Trecho da página:
+---+

Na mídia
Fonte: O Estado de S.Paulo
Como punir uma empresa que comete um crime?
A pergunta engana – parece fácil de responder. Mas as opções existentes têm se mostrado pouco eficientes. No contexto da Operação Lava Jato, foram recuperados R$ 11,5 bilhões com os acordos firmados e outros R$ 2 bilhões devem se somar a esse valor nos próximos anos. Toda essa quantia, contudo, ainda não será capaz de recuperar o rombo causado na Petrobrás.
Por outro lado, as medidas tiveram um efeito devastador no segmento das empreiteiras. Os processos, as investigações, e todo o entorno da Operação abalaram o setor e contribuíram para agravar a crise econômica no país. Tudo indica que os maiores afetados, porém, estão entre os 600 mil demitidos das empresas envolvidas na Lava Jato.

+---+

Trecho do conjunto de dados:
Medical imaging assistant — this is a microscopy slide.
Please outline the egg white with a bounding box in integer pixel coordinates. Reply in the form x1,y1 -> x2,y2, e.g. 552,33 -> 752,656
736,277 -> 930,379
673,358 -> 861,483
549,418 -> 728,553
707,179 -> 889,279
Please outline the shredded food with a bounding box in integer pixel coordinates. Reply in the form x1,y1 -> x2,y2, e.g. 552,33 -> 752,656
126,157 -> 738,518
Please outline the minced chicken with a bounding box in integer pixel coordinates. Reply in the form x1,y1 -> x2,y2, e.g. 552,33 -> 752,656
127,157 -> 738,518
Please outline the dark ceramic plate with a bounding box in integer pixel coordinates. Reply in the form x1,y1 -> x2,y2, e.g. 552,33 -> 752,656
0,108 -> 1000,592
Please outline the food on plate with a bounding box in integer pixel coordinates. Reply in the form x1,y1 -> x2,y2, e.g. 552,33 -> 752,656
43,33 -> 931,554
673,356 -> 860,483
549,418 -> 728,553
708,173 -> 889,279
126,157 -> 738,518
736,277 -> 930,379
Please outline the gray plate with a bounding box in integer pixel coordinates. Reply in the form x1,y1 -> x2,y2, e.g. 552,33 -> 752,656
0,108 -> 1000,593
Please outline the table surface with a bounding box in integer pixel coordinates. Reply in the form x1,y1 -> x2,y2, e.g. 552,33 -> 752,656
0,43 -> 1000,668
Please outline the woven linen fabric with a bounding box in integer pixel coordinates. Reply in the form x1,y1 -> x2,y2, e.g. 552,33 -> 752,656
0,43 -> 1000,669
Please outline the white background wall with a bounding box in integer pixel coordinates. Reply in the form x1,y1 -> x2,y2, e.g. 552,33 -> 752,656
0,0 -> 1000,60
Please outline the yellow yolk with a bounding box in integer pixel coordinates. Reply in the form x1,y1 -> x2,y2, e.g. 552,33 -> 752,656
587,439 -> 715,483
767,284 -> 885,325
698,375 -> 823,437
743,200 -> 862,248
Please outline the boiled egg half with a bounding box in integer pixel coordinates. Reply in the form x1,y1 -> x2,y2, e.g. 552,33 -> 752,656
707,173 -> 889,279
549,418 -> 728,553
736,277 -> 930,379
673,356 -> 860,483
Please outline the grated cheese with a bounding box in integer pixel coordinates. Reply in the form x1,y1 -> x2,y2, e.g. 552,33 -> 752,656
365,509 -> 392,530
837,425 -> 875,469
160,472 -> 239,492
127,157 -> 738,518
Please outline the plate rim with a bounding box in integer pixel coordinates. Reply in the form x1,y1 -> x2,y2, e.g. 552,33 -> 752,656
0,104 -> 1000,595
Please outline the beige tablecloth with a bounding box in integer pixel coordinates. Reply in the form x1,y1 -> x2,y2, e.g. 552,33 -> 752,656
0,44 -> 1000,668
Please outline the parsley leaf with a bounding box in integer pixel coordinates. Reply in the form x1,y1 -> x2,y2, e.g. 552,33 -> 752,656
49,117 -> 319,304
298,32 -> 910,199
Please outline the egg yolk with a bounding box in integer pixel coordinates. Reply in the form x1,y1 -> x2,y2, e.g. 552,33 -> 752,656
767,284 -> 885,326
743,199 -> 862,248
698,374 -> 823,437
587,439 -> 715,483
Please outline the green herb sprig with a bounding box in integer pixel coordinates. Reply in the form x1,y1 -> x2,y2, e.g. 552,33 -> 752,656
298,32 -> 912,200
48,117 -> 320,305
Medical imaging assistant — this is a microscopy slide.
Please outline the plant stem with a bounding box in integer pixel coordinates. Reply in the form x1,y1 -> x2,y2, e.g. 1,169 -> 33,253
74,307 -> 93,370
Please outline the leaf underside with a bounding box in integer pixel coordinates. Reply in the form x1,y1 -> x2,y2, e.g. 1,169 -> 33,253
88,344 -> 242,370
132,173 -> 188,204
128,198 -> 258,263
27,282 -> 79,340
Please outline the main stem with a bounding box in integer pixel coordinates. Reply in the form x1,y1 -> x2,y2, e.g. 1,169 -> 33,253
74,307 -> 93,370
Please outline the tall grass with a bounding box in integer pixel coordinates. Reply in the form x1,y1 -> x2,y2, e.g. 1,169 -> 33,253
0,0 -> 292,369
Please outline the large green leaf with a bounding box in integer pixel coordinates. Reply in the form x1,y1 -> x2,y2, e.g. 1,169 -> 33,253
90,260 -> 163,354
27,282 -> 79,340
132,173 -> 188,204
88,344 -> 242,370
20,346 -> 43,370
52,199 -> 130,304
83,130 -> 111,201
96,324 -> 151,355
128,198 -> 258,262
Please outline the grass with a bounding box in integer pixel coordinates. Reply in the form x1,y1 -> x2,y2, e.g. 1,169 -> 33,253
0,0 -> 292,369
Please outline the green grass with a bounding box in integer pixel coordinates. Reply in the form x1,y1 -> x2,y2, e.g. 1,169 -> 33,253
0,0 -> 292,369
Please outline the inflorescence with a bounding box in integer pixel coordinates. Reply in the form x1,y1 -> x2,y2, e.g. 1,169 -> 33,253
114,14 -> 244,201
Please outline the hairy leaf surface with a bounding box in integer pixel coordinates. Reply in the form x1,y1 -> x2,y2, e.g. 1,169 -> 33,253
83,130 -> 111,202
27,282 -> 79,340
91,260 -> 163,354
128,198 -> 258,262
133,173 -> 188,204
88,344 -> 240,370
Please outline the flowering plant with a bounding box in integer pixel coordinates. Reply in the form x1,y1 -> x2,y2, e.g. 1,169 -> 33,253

+---+

Tarefa escrita 1:
No texto sobre a punição de empresas na Operação Lava Jato, quanto foi recuperado com os acordos firmados?
Tarefa escrita 2:
Prossiga o texto sobre a punição de empresas na Operação Lava Jato a partir da última frase apresentada.

Resposta escrita 1:
R$ 11,5 bilhões.

Resposta escrita 2:
Mais recentemente, lamentamos a tragédia de Brumadinho – apenas três anos após o caso de Mariana. Por trás dos dois episódios, uma mesma empresa, a Vale. Algumas notícias repercutiram que os bloqueios judiciais de cerca de R$11,8 bilhões do caixa da empresa são praticamente equivalentes ao lucro líquido apurado pela companhia entre janeiro e setembro de 2018.
De fato, não existe relação entre indenização e lucro na legislação brasileira, nem entre multa e lucro, mas essa ausência de relação deixa um gosto amargo na boca. Afinal, as multas arrasam a base salarial; os proprietários continuam com a empresa em suas mãos; e – como no caso da Vale – às vezes nem mesmo a diretoria é dispensada, em que pese os dizeres de vários manuais de governança corporativa. O sistema de multas disponível na legislação brasileira, além de moroso, não consegue quebrar as inúmeras barreiras de proteção ao capital. E o caso da Vale ilustra isso bem.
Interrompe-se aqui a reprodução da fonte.